PASSAGE SHOWN:
==========

The crane rose 19 stories and was attached to an apartment tower under construction when it broke away Saturday fell onto buildings as far as a block away.
On Sunday, crews continued to remove pieces of the crane and piles of debris from the damaged buildings as neighborhood residents and a Manhattan borough official raised concerns about city inspections at the apartment tower.
"I warned the Buildings Department on March 4 that it was not sufficiently braced against the building," said Bruce Silberblatt, a retired contractor and vice president of the Turtle Bay Neighborhood Association.
Retired ironworker Kerry Walker, who with his wife lived in the top-floor apartment of the four-story townhouse and left minutes before the collapse, had complained that the crane appeared dangerously unstable, his stepson said.
"He knows all about cranes and said this one had no braces, everything was too minimal," John Viscardi said. "He told one friend on the phone that 'if you don't hear from me, it's because the crane fell on my house."'
City officials said the crane was inspected Friday. At day later, it was being lengthened with a new section, a process known as "jumping," when it fell.
Bloomberg said mechanical failure or human error may have caused the accident. "As far as we can tell, all procedures that were called for were being followed," he said.
Bloomberg said that about 250 cranes are operating in the city on any given day, and the accident should not alarm New Yorkers living near high-rise construction sites.

==========

THE TASKS:
• a. From the crane collapse report, please write out the passage that begins at the words "The crane rose" and stops after "the apartment tower.".
• b. Translate this sentence from the crane collapse report into Spanish: "Bloomberg said mechanical failure or human error may have caused the accident."
• c. According to the crane collapse report, how many cranes does Bloomberg say are operating in the city on any given day?

STORED RECORDS:
==========

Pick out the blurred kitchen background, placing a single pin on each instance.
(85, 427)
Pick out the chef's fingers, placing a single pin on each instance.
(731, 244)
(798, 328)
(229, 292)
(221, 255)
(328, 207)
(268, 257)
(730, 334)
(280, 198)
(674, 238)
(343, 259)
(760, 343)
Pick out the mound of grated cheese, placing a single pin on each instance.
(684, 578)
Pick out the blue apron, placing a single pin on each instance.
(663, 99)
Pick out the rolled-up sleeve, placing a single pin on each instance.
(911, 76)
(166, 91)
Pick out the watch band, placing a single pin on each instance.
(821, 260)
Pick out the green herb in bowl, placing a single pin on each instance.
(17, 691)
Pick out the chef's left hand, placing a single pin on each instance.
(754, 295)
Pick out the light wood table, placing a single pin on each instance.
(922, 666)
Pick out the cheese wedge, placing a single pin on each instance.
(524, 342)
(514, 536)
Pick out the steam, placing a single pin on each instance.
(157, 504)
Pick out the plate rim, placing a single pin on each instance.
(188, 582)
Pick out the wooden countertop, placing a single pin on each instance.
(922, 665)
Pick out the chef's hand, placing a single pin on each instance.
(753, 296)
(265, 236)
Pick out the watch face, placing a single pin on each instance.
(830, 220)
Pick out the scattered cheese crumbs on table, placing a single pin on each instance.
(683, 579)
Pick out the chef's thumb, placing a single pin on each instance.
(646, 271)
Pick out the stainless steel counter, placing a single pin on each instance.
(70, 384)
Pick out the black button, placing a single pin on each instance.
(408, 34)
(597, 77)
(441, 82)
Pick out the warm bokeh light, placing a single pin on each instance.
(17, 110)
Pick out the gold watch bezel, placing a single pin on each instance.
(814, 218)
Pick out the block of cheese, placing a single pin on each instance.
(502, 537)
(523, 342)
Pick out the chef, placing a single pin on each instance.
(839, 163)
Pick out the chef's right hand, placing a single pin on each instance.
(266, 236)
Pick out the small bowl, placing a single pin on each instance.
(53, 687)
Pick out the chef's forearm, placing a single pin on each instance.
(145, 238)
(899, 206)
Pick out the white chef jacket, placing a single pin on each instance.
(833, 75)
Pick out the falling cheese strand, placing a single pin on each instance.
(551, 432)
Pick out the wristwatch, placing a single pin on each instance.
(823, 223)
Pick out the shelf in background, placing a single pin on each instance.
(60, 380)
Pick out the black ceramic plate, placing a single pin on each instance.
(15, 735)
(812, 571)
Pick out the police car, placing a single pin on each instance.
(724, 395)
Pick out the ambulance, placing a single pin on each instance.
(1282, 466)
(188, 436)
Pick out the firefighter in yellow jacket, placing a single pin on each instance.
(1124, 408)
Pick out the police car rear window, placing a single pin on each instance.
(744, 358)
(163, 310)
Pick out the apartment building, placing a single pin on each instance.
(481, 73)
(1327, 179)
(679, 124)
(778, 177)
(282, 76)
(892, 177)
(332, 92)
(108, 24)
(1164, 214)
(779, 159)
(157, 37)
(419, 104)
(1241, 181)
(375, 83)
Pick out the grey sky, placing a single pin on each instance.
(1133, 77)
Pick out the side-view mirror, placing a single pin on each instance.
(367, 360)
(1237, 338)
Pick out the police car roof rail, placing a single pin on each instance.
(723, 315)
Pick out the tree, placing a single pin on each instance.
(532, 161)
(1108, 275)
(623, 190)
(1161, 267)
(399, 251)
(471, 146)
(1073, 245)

==========

TASK-BY-TASK RESULTS:
• a.
The crane rose 19 stories and was attached to an apartment tower under construction when it broke away Saturday fell onto buildings as far as a block away.
On Sunday, crews continued to remove pieces of the crane and piles of debris from the damaged buildings as neighborhood residents and a Manhattan borough official raised concerns about city inspections at the apartment tower.

• b. Bloomberg dijo que una falla mecánica o un error humano podrían haber causado el accidente.

• c. About 250.